(Provided passage)

Emergency preparedness for older adults

Emergency preparedness for older adults
Posted on 09/01/2023
older woman and man holding an umbrella

A disaster or emergency that can directly affect your daily life can happen at any time, sometimes without warning. As you age, dealing with an emergency can become more complicated. Thankfully, there are things you can do to be prepared, respond safely and help speed your recovery. 

September is National Preparedness Month, and it’s a good time to think through your strategies for handling a crisis. These tips can help you know what to do before, during and after a disaster or emergency. While some are geared toward older adults, most are useful to anyone.


How to prepare before a disaster occurs

Get informed 

  • Identify likely disasters that could happen in your community.
  • Learn about emergency response plans, including local resources for emergency alerts, evacuation and shelters. If you are part of an older adult community, such as an independent living or long-term care facility, review their emergency action plans.
  • Sign up to receive alerts during an emergency at NotifyJoCo.org.
  • Get trained in first aid, CPR and specific actions that can save your life. 

Build your support network

  • Identify potential helpers like family, friends, neighbors, caregivers and care providers. Build your network of people who may be able to assist you, or whom you can assist.
  • Meet with your helpers to assess your needs and plan together. 
  • Plan how you will communicate with helpers. 

Assess your needs

  • Understand how your medical, physical and cognitive needs may affect your ability to respond to a disaster or emergency. Find more emergency kit considerations by ability at Ready.gov/Disability.
  • Think about how you would respond. Consider needs you may have if the power went out, you had to stay home for two weeks or more, or if you had to evacuate your home or community.

(End Provided passage)

-- Tasks to perform --
[a] Duplicate the stretch of the emergency preparedness text from "September is National" through "in your community.".
[b] Go on with the text on emergency preparedness for older adults, starting after its final sentence.
The rows that come next have nothing to do with this.

(Information supplied)

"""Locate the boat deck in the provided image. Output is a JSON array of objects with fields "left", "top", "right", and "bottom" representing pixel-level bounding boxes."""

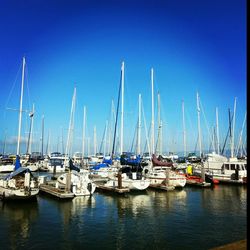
[
  {"left": 96, "top": 185, "right": 130, "bottom": 194},
  {"left": 149, "top": 184, "right": 175, "bottom": 191},
  {"left": 39, "top": 184, "right": 75, "bottom": 199}
]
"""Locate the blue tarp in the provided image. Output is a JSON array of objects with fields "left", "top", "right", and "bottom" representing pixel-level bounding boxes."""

(End Information supplied)

-- Results in order --
[a]
September is National Preparedness Month, and it’s a good time to think through your strategies for handling a crisis. These tips can help you know what to do before, during and after a disaster or emergency. While some are geared toward older adults, most are useful to anyone.


How to prepare before a disaster occurs

Get informed 

  • Identify likely disasters that could happen in your community.

[b]
  • Talk about the help you may need and who could assist you.

Gather your supplies

  • Make sure you have an emergency kit ready and easily accessible. The printable checklist below covers basic supplies and additional items you should consider adding to your kit.

Download checklist

Practical steps to take now to be prepared for a disaster

Review, practice and refresh your plan, supplies and important documents (now and every six months). 

Develop your plan

  • Plan to stay or go: Be prepared to stay at home for at least two weeks or evacuate.
  • Help to evacuate: If you need help evacuating, plan who will help you. Find out if there are local registries, and sign up.
  • Power needs: If you require power to operate medical devices or keep medicines cold, make a backup plan.
  • Fire safety: Identify two ways out of every room to escape a home fire and plan for the help you may need.
  • Property or renter’s insurance: Make sure you have a policy that meets your property and disaster coverage needs.

Create a communication plan 

  • Make an emergency contact list and plan how you will reach your support group and emergency contacts when communications may be disrupted.
  • Make an emergency contact card for each family member. Print off a template. Each card should list their phone number, home address, and healthcare provider, plus key emergency contact numbers.

How to respond during a disaster

The three most important things to do when disaster strikes:

  • Stay informed. Monitor the news and emergency alerts for updates and guidance.
  • Stay or go? Be ready to stay at home or leave right away. Know how you will decide and who will help.
  • Ask for help. Tell people what you need.

How to recover after a disaster

Follow these steps to help your life return to normal: 

  • Return home safely. Wait until authorities say it’s safe to return. 
  • Work with trusted sources. The American Red Cross, FEMA, your local government and your support network are good sources for information or help. Beware of scams or fraudulent activity.
  • Manage property damage. Document any property damage for insurance, and work with others to remove debris and clean up safely.